Kutipan Pilihan:

● ● ●

Cinta :
Bagimu, apa itu cinta?
Bagiku, cinta adalah penguras selera makan. Bukan
lagi penantian panjang yang dieksekusi oleh takdir. Juga tak lagi, piala yang
mesti dimenangkan. Biarkanlah cinta itu tersembunyi di bagian tersuram hatiku. Mungkin
akan ada hal buruk setelah itu atau malah hal baik sesudahnya. Ya, itulah cinta
bagiku. Setidaknya untuk saat ini.
Dulu bagiku, cinta adalah sebuah proses menunggu.
Menunggu ia sadar bahwa ada seseorang yang selalu setia di sini menyemangatinya
lewat doa. Menguntitnya lewat jejaring sosial karena meresahkan kesehatannya.
Cinta yang begitu bisu. Hanya bergemericik dalam kolam hati yang tak pernah
tenang. Sedang yang ditunggu tak kunjung sadar. Ia malah punya cinta yang lain.
Tatkala hatimu begitu sakit ketika ia memikirkan orang lain, masihkah itu berarti
cinta? Karena sang penguntit tak mengubah kebiasaannya. Entah atas dasar cinta
atau menunggu untuk dapat menyaksikan kehancurannya. Ah, tentu saja itu salah.
Hei sang penguntit, walau cintamu penting, cinta orang tersebut juga penting
bukan?
Lain dengan temanku. Baginya, cinta adalah sebuah
cerita. Cerita yang cukup kau jalani apa adanya. Mengikuti alur yang kau
yakini. Hingga di kala alur tersebut melenceng dari perkiraanmu, kaupun
mengutuk dirimu sendiri. Mengapa cinta membuat jarak yang sebegitu lebarnya?
Mengapa cinta justru dipertanyakan pada saat titik terendah kepercayaanmu
padanya. Kau harus terdepak jauh dari cerita. Cerita yang sulit terlupa. Cinta
yang begitu payah.

● ● ●

Langkah Pengerjaan:
**A.** Ketik ulang bagian kutipan tentang cinta yang diawali dengan kata-kata yang memuat "Mengapa cinta justru" dan diakhiri dengan "yang begitu payah.".
**B.** Sebutkan semua frasa yang muncul tepat setelah kata "cinta adalah" dalam kutipan tentang cinta.
**C.** Teruskan kutipan tentang cinta mulai dari kalimat terakhirnya.
Baris-baris di bawah ini merupakan bahan tersendiri yang terpisah dari kutipan tentang cinta.

● ● ●

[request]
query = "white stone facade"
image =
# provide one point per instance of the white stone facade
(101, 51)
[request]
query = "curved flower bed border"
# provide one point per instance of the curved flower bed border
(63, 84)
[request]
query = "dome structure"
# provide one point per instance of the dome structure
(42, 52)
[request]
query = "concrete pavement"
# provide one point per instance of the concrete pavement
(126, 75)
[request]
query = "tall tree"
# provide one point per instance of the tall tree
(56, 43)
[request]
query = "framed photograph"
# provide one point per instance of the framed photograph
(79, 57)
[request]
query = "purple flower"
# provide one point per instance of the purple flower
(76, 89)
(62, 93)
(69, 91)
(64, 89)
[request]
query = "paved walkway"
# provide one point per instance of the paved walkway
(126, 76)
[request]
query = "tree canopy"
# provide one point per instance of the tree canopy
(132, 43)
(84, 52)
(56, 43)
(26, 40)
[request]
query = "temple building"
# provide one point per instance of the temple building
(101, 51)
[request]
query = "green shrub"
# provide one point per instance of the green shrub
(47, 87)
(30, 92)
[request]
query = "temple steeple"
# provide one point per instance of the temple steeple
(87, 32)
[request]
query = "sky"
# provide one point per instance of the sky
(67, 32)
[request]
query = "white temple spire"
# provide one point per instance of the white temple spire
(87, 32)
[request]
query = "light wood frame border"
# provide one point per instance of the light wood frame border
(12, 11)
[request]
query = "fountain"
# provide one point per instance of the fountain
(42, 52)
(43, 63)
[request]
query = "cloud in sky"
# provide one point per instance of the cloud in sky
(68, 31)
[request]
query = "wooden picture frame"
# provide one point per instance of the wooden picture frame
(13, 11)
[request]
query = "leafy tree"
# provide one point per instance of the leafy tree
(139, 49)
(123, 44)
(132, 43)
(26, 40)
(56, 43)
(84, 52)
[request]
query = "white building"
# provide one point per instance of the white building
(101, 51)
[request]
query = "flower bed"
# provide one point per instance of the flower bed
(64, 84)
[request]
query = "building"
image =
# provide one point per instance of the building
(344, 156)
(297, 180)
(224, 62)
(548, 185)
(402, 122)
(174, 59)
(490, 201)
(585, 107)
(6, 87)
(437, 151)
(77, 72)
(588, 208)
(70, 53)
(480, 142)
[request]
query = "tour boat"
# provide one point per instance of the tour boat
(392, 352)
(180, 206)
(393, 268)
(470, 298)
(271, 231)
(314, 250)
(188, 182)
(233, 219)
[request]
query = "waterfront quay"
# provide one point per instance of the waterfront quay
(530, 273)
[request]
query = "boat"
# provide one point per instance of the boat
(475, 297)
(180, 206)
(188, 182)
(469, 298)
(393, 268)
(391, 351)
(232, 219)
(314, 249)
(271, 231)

● ● ●

Jawaban Tiap Tugas:
**A.**
Mengapa cinta justru dipertanyakan pada saat titik terendah kepercayaanmu
padanya. Kau harus terdepak jauh dari cerita. Cerita yang sulit terlupa. Cinta
yang begitu payah.

**B.** penguras selera makan; sebuah proses menunggu; sebuah cerita

**C.**
Aku tak menyangka temanku yang rapuh kelihatannya ini
ternyata kuat juga. Dia ingin kembali menjadi bagian dari cerita. Namun
sayangnya, semua terlambat sudah. Cintanya hilang tanpa jejak. Bahkan kata
pencarian tentangnya di sosial media pun seolah hilang disapu gelombang pasang.
Kemana hendak dicari. Dengan apa bisa dituju. Mengetahui kabarnya saja tak ada
jalan. Mungkin di cerita itu, namanya tak tertera lagi.
Dan tiba-tiba, di suatu malam yang berisik, aku
menyaksikannya terisak. Bulir-bulir kristal menganak sungai. Mata dan pipinya
basah. Namun bibirnya tersenyum. Sebuah nama terdeteksi di pencarian jejaring
sosial.
“Sembilan
tahun lamanya. Kupikir rasa itu sudah tak ada ternyata masih tetap sama,”
Aku
terharu mendengar penuturannya. Aku melihat matanya. Matanya bersinar seolah
berkata dengan mantap. “Aku ingin kembali dalam cerita”. Namun sesegera mata
itu redup kembali. “Bagaimana cara?”
Hah, sudahlah. Cinta bagiku adalah penguras selera
makan. Apa kau bisa sependapat denganku?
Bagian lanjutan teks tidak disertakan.